## DATASET

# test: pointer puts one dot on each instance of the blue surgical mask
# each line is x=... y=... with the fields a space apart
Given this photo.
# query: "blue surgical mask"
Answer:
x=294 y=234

---

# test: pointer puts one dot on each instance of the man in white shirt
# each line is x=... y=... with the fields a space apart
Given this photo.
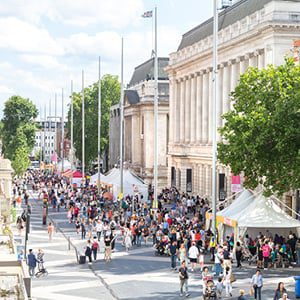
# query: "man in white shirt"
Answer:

---

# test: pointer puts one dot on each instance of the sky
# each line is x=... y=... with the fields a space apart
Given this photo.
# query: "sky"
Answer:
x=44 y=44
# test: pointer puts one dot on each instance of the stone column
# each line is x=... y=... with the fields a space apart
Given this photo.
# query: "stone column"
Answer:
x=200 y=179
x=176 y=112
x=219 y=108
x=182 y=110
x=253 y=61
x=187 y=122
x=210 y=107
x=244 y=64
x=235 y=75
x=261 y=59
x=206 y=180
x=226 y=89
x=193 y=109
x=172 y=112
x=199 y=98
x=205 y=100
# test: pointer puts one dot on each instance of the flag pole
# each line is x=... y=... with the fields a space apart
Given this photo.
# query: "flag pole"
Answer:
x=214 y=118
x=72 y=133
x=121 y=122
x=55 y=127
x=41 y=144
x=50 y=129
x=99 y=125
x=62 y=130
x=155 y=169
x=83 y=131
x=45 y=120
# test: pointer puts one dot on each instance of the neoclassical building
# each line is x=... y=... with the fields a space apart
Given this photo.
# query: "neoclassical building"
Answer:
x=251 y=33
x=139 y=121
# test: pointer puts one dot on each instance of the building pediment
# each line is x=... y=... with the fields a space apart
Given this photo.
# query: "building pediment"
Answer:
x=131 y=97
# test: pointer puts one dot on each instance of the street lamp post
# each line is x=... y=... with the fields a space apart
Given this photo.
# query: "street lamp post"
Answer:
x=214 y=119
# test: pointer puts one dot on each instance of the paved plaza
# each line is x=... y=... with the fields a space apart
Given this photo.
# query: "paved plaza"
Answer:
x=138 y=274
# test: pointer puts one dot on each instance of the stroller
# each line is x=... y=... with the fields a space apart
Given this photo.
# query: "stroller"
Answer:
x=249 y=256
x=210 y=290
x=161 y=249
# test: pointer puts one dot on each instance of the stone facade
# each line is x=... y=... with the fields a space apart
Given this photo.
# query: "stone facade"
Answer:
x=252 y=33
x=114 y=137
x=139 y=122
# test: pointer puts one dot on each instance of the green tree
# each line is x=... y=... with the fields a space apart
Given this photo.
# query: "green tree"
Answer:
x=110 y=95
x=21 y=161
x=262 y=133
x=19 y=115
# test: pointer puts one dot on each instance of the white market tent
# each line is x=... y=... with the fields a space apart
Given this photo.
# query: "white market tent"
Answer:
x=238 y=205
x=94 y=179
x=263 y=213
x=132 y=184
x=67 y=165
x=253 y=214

## INSTRUCTIONS FOR THE TASK
Where does the string "plaza" occur in the material? Copy every line where it does.

## SOLUTION TO THIS EXERCISE
# test: pointer puts one dot on each instance of the paved plaza
# query: "paved plaza"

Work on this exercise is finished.